━━ Text passage

Etymology and Dictionary Meanings
Dictionary Meaning of 甜
The word sweet, or written as 甜 (pronounced as tián) using Chinese characters, can be used to describe something as pertaining to the taste of sugar or honey, as opposed to bitterness. Its extended meanings also include beauty, joy, and happiness; tián can be used to describe anything that evokes a feeling of “pleasantness”. In classical Chinese writing, 甜 is mainly used as an adjective, but can also combine with other characters to form nouns such as 甜瓜 (tián guā).
Etymology of 甜
Chinese characters (漢字, pronounced "hanzi") are one of the earliest writing systems to appear in the world. Its first known emergence can date as far back as five thousand years ago when they were first drawn as pictograms. Since then, traditional Chinese characters have evolved over the last couple of millennials, adopting many different scripts and styles. Tian was first seen on the seal script (篆書), which was adopted from the Zhou Dynasty script, and dates back to the 1st millennium BC. The structure of tian is composed of two radicals: the left side “shé” (舌), which means “tongue”, and the right side “gān” (甘), which means “sweet”. Hence, the direct translation of tian can be regarded as “sweetness from the tongue” or “the tongue is the organ that recognizes sweetness” .

━━━━
━━ Excerpted data

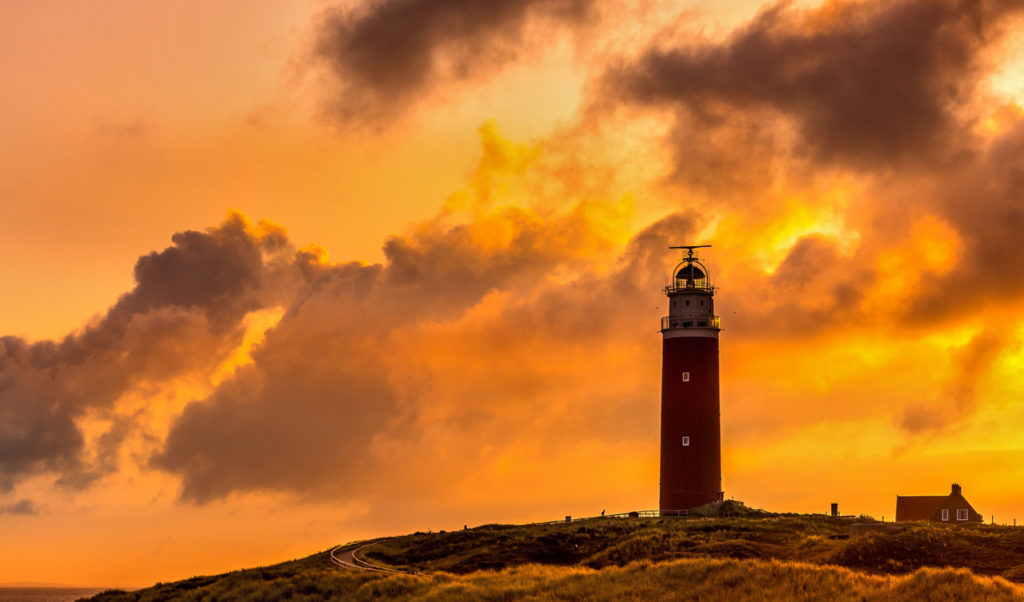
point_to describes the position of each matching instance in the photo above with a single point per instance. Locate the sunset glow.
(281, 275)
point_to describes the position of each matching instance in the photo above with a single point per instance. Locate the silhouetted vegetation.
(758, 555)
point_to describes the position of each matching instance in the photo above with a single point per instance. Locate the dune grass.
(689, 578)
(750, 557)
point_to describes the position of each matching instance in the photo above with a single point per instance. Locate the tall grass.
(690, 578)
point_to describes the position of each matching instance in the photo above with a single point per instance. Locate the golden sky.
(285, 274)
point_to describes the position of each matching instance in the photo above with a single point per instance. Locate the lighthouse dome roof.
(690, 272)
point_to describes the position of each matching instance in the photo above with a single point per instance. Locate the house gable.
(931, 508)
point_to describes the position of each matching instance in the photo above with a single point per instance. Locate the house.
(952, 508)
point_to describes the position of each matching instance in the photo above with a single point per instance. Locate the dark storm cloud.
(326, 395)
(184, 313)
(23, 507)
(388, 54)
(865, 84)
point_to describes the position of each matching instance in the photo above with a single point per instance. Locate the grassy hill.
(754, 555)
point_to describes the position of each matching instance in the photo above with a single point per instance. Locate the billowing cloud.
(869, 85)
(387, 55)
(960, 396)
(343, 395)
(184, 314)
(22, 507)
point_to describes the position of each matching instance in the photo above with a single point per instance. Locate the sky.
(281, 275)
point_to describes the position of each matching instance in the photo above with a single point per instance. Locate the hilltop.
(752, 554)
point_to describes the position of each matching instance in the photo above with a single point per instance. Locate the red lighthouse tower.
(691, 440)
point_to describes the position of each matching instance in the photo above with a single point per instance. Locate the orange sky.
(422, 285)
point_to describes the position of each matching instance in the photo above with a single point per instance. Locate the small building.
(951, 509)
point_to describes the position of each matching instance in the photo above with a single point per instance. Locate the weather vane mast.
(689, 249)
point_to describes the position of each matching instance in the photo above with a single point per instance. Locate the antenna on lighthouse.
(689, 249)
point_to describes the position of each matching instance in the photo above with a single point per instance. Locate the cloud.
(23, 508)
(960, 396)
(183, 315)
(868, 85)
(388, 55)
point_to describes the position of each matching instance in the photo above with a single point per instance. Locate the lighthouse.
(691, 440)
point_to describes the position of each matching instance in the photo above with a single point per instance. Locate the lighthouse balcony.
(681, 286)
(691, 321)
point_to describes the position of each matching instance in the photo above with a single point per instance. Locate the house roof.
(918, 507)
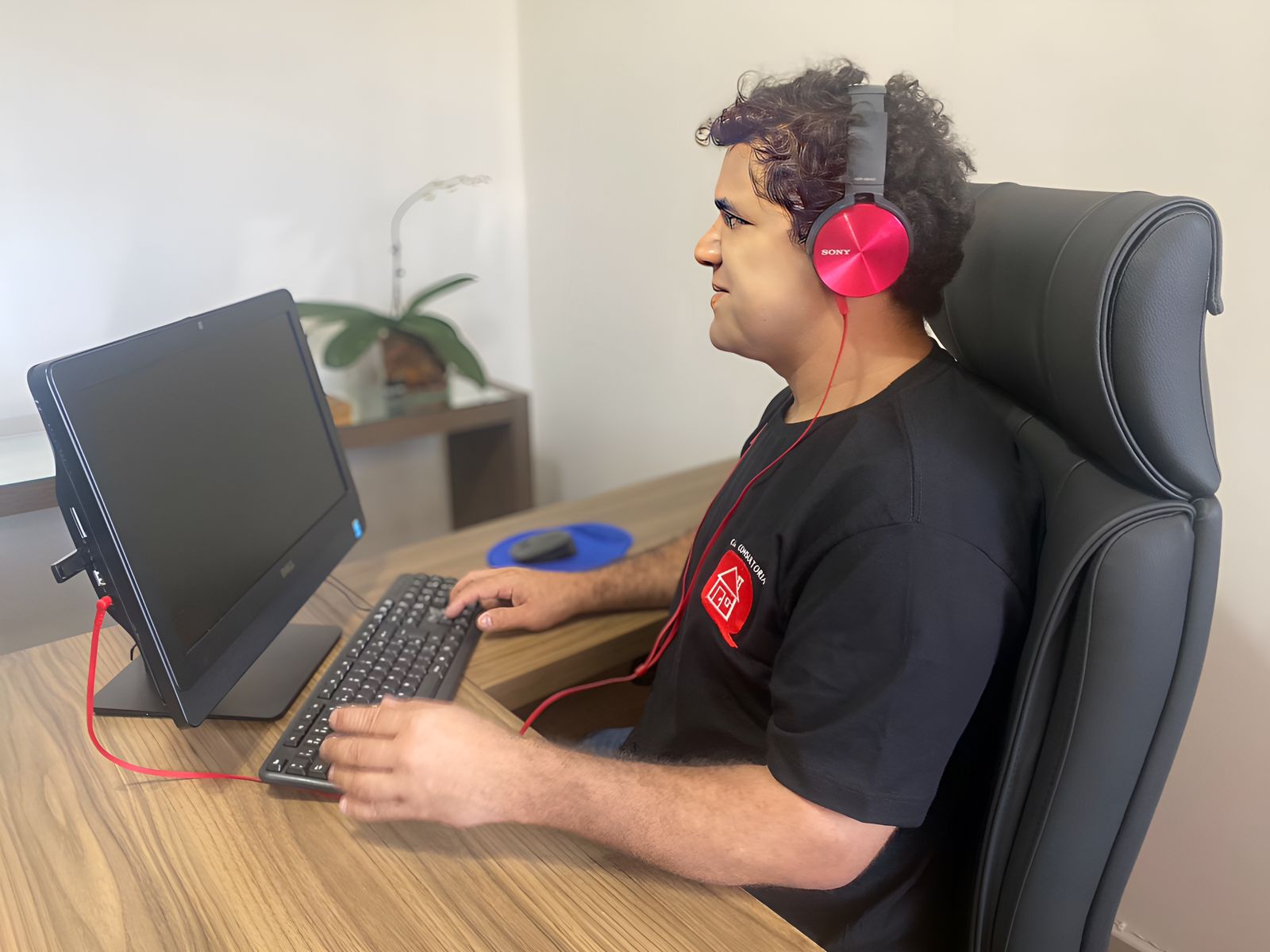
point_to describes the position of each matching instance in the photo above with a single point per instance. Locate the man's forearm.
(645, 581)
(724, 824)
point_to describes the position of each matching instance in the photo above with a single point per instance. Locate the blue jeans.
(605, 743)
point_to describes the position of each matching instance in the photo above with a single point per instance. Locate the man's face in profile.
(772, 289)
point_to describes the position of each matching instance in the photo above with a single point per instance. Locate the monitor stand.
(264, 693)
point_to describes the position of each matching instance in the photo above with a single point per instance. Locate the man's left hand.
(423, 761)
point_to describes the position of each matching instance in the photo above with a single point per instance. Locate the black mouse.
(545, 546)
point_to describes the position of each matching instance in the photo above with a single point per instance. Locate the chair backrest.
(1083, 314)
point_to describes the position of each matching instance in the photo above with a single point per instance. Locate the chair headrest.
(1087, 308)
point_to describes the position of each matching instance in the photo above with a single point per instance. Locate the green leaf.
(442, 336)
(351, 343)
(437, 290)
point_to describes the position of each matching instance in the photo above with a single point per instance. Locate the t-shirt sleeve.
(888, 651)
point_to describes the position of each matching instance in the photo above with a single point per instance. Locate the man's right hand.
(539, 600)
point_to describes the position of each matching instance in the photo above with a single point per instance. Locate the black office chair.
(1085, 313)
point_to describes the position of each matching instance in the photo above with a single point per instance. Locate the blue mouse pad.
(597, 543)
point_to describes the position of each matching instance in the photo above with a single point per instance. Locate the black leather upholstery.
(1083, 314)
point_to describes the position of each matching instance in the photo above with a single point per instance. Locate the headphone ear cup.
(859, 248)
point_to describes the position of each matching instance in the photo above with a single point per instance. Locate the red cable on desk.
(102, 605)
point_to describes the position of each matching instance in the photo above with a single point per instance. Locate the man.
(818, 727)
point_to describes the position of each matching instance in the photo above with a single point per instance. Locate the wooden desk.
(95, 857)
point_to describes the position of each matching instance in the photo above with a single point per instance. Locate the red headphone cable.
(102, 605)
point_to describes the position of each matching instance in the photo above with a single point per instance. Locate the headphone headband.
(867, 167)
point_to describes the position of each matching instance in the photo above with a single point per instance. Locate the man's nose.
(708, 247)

━━━━

▶ _Exercise tasks_:
1. In the text on 甜, on which script was tian first seen?
2. List every extended meaning of 甜 that the text on 甜 names.
3. Rewrite the part of the text on 甜 starting at "Etymology and Dictionary" and ending at "甜瓜 (tián guā).", with "honey" changed to "nectar".

▶ _Task results_:
1. Tian was first seen on the seal script (篆書).

2. beauty, joy, happiness

3.
Etymology and Dictionary Meanings
Dictionary Meaning of 甜
The word sweet, or written as 甜 (pronounced as tián) using Chinese characters, can be used to describe something as pertaining to the taste of sugar or nectar, as opposed to bitterness. Its extended meanings also include beauty, joy, and happiness; tián can be used to describe anything that evokes a feeling of “pleasantness”. In classical Chinese writing, 甜 is mainly used as an adjective, but can also combine with other characters to form nouns such as 甜瓜 (tián guā).